Exercise objective - The entire listing, reproduced exactly and stripped of images, is the expected output.

═════ Records for this task ═════

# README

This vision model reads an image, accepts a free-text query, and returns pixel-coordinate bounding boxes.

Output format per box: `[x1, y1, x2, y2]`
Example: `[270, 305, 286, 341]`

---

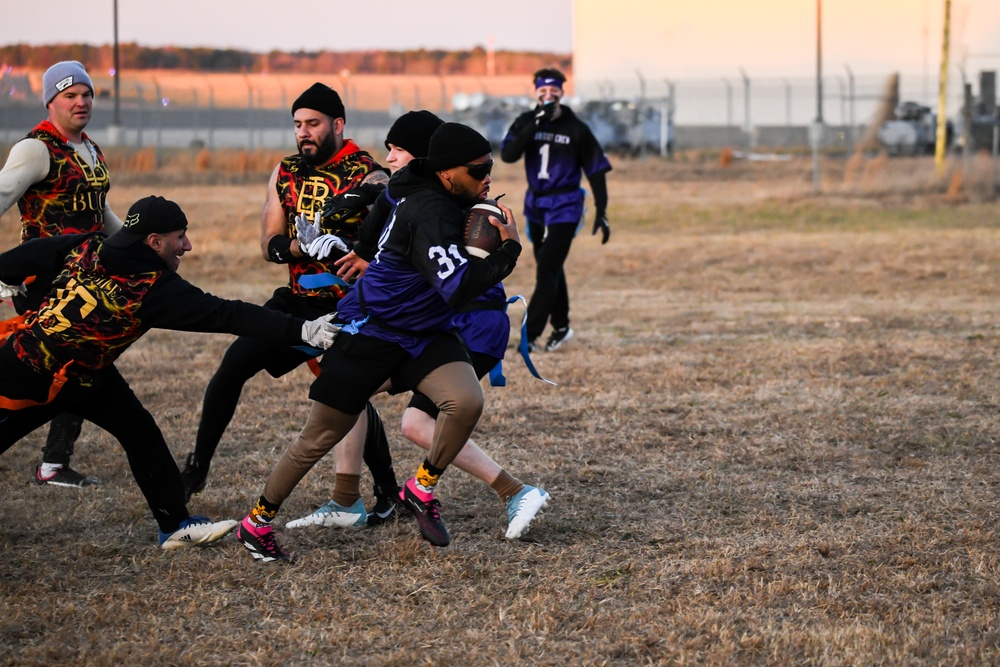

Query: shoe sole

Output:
[545, 331, 574, 352]
[38, 479, 102, 488]
[285, 510, 366, 529]
[366, 508, 397, 527]
[506, 490, 551, 539]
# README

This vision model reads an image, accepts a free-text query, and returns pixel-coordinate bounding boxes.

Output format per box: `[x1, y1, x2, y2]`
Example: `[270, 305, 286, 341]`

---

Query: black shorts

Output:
[309, 331, 472, 414]
[225, 287, 341, 379]
[407, 350, 499, 418]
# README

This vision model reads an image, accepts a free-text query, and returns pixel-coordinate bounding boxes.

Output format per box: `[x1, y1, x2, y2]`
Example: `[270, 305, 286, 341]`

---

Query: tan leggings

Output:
[263, 362, 484, 505]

═════

Response to this exercise -
# README

This vision model reads an image, accepts a free-text query, and returns pixel-coordinate bounding boxes.

Output format per box: `[x1, y1, x2, y2]`
Example: `[270, 305, 286, 341]`

---


Query: shoe sole

Output:
[545, 331, 574, 352]
[38, 479, 102, 488]
[285, 510, 366, 529]
[366, 508, 397, 527]
[506, 490, 551, 539]
# README

This vision model reads an image, accepts a free-text query, and returns pixel-coordinate bounding boxes.

Output format per box: `[x1, y1, x2, y2]`
Example: `[270, 305, 286, 341]`

---

Query: black shorts

Output:
[309, 331, 472, 414]
[225, 287, 341, 379]
[407, 350, 499, 418]
# README

This vision model reads an image, accepts a free-text query, and returns pixel-coordinate bounding boxes.

Output format per box: `[x1, y1, x2, y2]`
Example: `[270, 305, 286, 341]`

---

Query: tan leggings

Output:
[263, 362, 484, 505]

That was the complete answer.